(Data extracted from a collection)
──────────────────────────────

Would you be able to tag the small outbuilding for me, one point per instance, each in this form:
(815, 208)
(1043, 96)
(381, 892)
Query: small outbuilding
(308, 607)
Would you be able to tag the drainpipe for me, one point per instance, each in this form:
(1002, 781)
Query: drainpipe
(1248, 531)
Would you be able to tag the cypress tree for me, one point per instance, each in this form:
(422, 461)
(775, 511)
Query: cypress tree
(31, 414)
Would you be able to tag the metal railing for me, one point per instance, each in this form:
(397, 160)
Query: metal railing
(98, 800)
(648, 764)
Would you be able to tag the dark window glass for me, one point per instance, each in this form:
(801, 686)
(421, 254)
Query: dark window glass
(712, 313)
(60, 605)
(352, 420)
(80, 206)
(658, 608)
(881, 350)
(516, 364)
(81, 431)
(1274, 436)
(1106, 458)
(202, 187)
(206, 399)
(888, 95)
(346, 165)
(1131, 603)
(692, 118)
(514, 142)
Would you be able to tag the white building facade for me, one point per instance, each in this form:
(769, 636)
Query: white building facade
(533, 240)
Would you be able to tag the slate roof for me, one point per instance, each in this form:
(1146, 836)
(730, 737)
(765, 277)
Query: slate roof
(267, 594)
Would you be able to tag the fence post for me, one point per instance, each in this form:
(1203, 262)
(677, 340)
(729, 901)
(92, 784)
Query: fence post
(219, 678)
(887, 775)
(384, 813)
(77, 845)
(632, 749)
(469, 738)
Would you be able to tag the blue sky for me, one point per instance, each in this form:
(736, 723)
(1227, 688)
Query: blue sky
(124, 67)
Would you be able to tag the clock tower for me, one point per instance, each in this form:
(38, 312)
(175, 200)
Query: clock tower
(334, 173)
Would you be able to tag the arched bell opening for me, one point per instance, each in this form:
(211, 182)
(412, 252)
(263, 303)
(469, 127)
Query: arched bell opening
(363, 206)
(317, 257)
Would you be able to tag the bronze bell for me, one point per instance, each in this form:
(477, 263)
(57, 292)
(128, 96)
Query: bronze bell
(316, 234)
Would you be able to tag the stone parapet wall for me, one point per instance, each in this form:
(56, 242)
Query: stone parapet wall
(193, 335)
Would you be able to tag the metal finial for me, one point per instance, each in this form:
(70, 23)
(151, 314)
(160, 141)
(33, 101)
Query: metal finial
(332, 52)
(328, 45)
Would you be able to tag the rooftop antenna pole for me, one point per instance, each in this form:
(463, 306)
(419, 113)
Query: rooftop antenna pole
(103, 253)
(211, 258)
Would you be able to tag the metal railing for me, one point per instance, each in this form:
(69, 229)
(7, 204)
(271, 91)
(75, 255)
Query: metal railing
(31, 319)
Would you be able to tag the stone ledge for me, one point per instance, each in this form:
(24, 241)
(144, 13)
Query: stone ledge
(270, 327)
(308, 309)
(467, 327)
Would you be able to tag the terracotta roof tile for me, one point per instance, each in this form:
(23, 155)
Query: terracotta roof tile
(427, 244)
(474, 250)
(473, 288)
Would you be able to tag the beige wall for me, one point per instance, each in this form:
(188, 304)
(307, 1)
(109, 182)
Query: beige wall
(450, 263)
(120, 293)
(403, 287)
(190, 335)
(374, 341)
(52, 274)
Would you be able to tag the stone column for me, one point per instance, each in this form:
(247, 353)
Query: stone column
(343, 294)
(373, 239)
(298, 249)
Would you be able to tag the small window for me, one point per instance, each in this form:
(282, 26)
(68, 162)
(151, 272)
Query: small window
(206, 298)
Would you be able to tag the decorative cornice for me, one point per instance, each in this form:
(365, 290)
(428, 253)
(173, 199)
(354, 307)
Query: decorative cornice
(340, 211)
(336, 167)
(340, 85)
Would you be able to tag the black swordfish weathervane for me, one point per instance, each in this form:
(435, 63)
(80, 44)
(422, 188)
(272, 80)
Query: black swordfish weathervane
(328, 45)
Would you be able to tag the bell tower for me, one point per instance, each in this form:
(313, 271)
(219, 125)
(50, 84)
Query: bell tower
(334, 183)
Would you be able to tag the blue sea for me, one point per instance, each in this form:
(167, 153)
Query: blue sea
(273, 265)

──────────────────────────────

• _Stated exercise_: Return precisely the lines of the records, starting with the line that holds "Would you be able to tag the terracotta" and ending with the last one.

• _Solution for this task_:
Would you be able to tag the terracotta roof tile for me, one point per instance, each in this form:
(23, 155)
Query: terracotta roof tile
(427, 244)
(474, 250)
(473, 288)
Would you be able to tag the beige wall for me, one point per instance, each in this form:
(188, 304)
(307, 1)
(109, 182)
Query: beige wall
(450, 263)
(120, 293)
(403, 287)
(190, 335)
(374, 341)
(52, 274)
Would you be able to tag the stone column for me, one point per instance, each in this form:
(247, 353)
Query: stone column
(343, 294)
(373, 239)
(298, 249)
Would you be able to tag the small window for me, one point per instance, each in this form:
(282, 26)
(68, 162)
(151, 272)
Query: small window
(206, 298)
Would you be able to tag the decorative cornice for me, one point per instance, each in this form:
(365, 290)
(428, 253)
(173, 199)
(354, 307)
Query: decorative cornice
(340, 211)
(336, 167)
(340, 85)
Would you be able to tag the black swordfish weathervane for me, one point per instance, each in this form:
(435, 63)
(80, 44)
(422, 188)
(272, 80)
Query: black swordfish weathervane
(328, 45)
Would you be able to tag the bell tower for me, one point per instance, each in this form:
(313, 271)
(219, 125)
(50, 84)
Query: bell tower
(334, 183)
Would you be able to tag the blue sea for me, one point per instance, each in this form:
(167, 153)
Query: blue sea
(273, 265)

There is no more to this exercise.